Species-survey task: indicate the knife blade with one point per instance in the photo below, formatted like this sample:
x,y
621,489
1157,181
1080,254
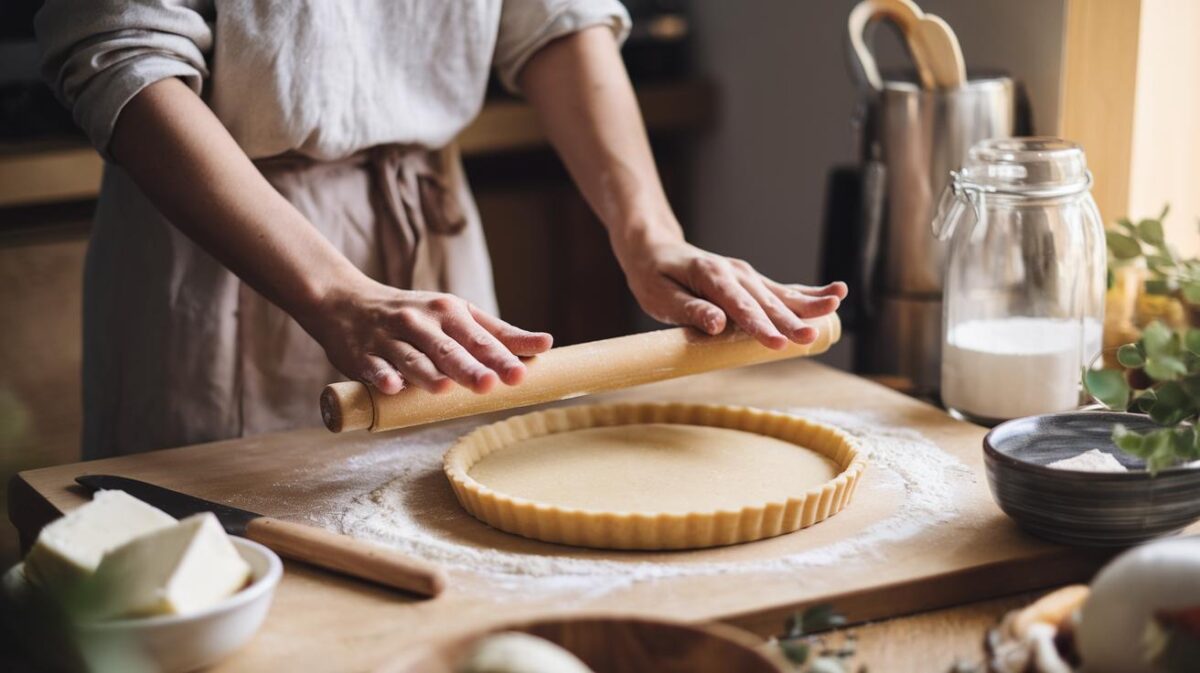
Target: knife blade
x,y
174,503
291,540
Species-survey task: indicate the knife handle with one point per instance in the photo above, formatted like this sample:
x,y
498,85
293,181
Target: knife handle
x,y
346,554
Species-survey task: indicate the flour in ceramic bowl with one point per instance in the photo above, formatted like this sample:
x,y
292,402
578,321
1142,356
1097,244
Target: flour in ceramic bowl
x,y
415,512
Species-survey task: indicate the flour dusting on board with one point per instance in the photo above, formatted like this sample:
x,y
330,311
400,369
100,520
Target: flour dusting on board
x,y
390,516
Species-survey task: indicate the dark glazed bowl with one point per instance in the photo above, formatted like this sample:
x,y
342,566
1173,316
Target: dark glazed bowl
x,y
1081,508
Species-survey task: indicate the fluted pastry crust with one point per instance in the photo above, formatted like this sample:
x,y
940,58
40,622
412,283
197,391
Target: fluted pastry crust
x,y
635,530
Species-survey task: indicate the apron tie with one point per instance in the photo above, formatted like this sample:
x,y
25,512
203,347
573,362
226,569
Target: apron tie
x,y
414,203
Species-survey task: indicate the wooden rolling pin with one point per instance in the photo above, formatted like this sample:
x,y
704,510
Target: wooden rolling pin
x,y
567,372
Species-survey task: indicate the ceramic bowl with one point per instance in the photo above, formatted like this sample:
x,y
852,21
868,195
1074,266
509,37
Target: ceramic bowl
x,y
165,643
1084,508
619,644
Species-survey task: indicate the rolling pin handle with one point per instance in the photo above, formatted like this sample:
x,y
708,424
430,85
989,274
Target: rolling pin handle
x,y
346,407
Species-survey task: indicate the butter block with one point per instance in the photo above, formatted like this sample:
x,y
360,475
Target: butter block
x,y
177,570
69,550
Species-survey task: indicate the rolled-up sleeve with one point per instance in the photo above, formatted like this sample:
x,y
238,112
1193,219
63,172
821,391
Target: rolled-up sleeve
x,y
97,54
527,25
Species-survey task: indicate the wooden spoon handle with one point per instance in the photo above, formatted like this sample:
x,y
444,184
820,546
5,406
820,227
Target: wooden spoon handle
x,y
567,372
905,14
348,556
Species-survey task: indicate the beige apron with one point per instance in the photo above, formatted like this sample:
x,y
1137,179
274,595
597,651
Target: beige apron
x,y
178,350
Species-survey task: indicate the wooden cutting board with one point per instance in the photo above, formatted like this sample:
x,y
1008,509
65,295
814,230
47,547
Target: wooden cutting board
x,y
325,622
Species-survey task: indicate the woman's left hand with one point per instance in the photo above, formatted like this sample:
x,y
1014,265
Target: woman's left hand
x,y
678,283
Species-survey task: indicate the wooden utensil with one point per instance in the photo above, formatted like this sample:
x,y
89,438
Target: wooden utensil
x,y
291,540
567,372
943,55
930,41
■ ■ ■
- [Problem statement] Lay out every line of the rows above as a numbered list, skipping any blank lines. Leave the pictures out.

- [Output of the task]
1. Species-survey task: indicate the knife blade with one point per instance in the photo below, formatted like this sample:
2. x,y
3. 621,489
4. 1157,181
5. 1080,254
6. Target: knife blade
7. x,y
8. 174,503
9. 291,540
10. Species-survey task: indicate the knife handle with one point per instance in the photo above, formatted like this sample:
11. x,y
12. 498,85
13. 293,181
14. Target: knife handle
15. x,y
16. 346,554
17. Species-survey task: indicate the flour in ceramic bowl with one point per instance in the photo above, formatted like this sample:
18. x,y
19. 292,402
20. 578,321
21. 1142,356
22. 1097,244
23. Target: flour in ceramic bowl
24. x,y
25. 415,512
26. Species-survey task: indicate the flour dusting on board with one point per instance in the photo above, formatted like this sample:
27. x,y
28. 330,311
29. 400,369
30. 100,520
31. Target: flour dusting on board
32. x,y
33. 390,516
34. Species-survey task: indicate the dark glazed bowl with one point per instance in the photo above, formatted like this sample:
35. x,y
36. 342,566
37. 1173,316
38. Target: dark glazed bowl
39. x,y
40. 1081,508
41. Species-survey task: indicate the fluted pastry crust with one point per instance in the photo above, formatted like this sample:
42. x,y
43. 940,58
44. 40,622
45. 412,283
46. 197,391
47. Target: fluted pastry crust
48. x,y
49. 635,530
50. Species-survey task: indicate the apron tie with one point per instance in the photo above, formatted like this sample:
51. x,y
52. 25,512
53. 203,347
54. 573,362
55. 226,569
56. Target: apron tie
57. x,y
58. 414,203
59. Species-survey task: indicate the wooden rolling pin with one point per instance in the photo above, formatted like this sample:
60. x,y
61. 704,510
62. Target: wooden rolling pin
63. x,y
64. 567,372
65. Species-survey task: indicate the ceramic bowl with one point per instance in the photo above, formatted like this sample:
66. x,y
67. 852,21
68. 868,195
69. 1074,266
70. 509,37
71. Target: ceramic bowl
72. x,y
73. 165,643
74. 1084,508
75. 619,644
76. Species-survey task: indicate the rolling pin handle with one point per instance in the photo above, formatted like this sample:
77. x,y
78. 708,424
79. 430,85
80. 989,274
81. Target: rolling pin handle
82. x,y
83. 346,407
84. Species-survey task: indicate the butter block with one point per instance in the photo above, formatted like this sample:
85. x,y
86. 360,475
87. Target: butter block
88. x,y
89. 177,570
90. 69,550
91. Species-survey task: indicate the rolled-up sleeve with one point per instance in the photo above, formatted like this sample:
92. x,y
93. 238,112
94. 1193,219
95. 63,172
96. 821,391
97. Target: rolled-up sleeve
98. x,y
99. 97,54
100. 527,25
101. Species-survey task: indicate the wooden spoon handle with one point per instance in the photo above, formatted like this sample:
102. x,y
103. 444,184
104. 820,546
105. 5,406
106. 820,227
107. Target: wooden spoon handle
108. x,y
109. 567,372
110. 905,14
111. 348,556
112. Species-survey task: indicate the beige apron with one point per instance in the photo above, formatted like this sample:
113. x,y
114. 1137,179
115. 274,595
116. 597,651
117. Target: beige apron
118. x,y
119. 178,350
120. Species-survey task: indicate the wooden cutting board with one point per instance in the photo above, formatted like this sample:
121. x,y
122. 1008,509
123. 65,295
124. 814,230
125. 47,547
126. Target: wooden cutting board
127. x,y
128. 325,622
129. Species-survey task: indicate the woman's left hand with one point per instance in the photo above, formatted like this sample:
130. x,y
131. 1014,265
132. Target: woman's left hand
133. x,y
134. 678,283
135. Species-survey task: indicate the wooden utensil with one point per instance in the photo above, formatted like this sample:
136. x,y
137. 89,438
138. Target: wooden utensil
139. x,y
140. 291,540
141. 567,372
142. 943,55
143. 930,41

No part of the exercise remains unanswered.